### Your assignment
From the entries that follow, reproduce exactly and only the lines from the line with "Query: shirt collar" to the line with "the gray long", endpoints included.

### Supplied data

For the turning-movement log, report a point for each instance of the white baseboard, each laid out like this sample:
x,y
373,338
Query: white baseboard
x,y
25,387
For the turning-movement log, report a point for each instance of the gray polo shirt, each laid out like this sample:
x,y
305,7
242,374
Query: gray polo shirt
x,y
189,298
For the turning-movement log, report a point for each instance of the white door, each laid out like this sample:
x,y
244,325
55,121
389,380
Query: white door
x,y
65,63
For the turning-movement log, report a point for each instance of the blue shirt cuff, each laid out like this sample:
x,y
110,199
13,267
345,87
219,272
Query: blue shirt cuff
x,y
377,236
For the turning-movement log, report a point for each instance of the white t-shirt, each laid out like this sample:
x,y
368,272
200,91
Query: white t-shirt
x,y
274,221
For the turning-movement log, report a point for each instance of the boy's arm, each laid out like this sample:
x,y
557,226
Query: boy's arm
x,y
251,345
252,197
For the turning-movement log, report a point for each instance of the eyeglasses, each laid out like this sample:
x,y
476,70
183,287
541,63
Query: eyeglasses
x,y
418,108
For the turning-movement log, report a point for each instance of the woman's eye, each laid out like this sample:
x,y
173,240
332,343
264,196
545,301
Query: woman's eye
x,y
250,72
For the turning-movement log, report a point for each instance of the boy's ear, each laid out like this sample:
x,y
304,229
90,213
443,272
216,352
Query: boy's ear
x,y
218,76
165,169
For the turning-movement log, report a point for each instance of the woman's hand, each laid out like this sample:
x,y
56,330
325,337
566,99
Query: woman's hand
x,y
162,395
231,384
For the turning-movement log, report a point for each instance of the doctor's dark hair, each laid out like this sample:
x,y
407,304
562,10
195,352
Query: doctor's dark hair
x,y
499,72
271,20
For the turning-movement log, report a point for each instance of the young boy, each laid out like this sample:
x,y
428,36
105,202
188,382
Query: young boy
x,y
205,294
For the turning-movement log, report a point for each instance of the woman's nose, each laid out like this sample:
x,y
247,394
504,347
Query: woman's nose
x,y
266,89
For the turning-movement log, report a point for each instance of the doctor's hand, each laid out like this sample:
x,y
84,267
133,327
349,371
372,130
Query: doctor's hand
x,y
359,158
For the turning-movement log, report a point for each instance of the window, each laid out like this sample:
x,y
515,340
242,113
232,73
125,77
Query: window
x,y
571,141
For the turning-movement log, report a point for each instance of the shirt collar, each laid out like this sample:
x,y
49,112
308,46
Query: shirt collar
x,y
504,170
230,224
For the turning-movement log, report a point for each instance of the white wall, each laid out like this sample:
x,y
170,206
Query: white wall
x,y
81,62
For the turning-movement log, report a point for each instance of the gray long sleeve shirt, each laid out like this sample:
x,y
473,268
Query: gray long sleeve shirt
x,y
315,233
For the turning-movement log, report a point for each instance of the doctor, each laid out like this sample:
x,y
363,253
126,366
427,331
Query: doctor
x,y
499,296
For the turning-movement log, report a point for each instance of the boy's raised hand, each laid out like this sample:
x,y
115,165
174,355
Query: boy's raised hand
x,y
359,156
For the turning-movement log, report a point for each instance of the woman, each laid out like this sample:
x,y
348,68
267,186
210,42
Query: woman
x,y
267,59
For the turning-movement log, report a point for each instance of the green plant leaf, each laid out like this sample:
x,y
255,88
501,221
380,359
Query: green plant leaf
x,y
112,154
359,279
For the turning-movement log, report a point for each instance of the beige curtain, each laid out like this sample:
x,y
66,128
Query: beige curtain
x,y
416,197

### Task answer
Query: shirt collar
x,y
504,170
230,224
For the turning-movement log, report a point for each instance of the white wall, each laid out like this sample:
x,y
170,206
Query: white wall
x,y
81,62
For the turning-movement log, report a point for each instance of the gray long sleeve shirt, each laid out like this sample:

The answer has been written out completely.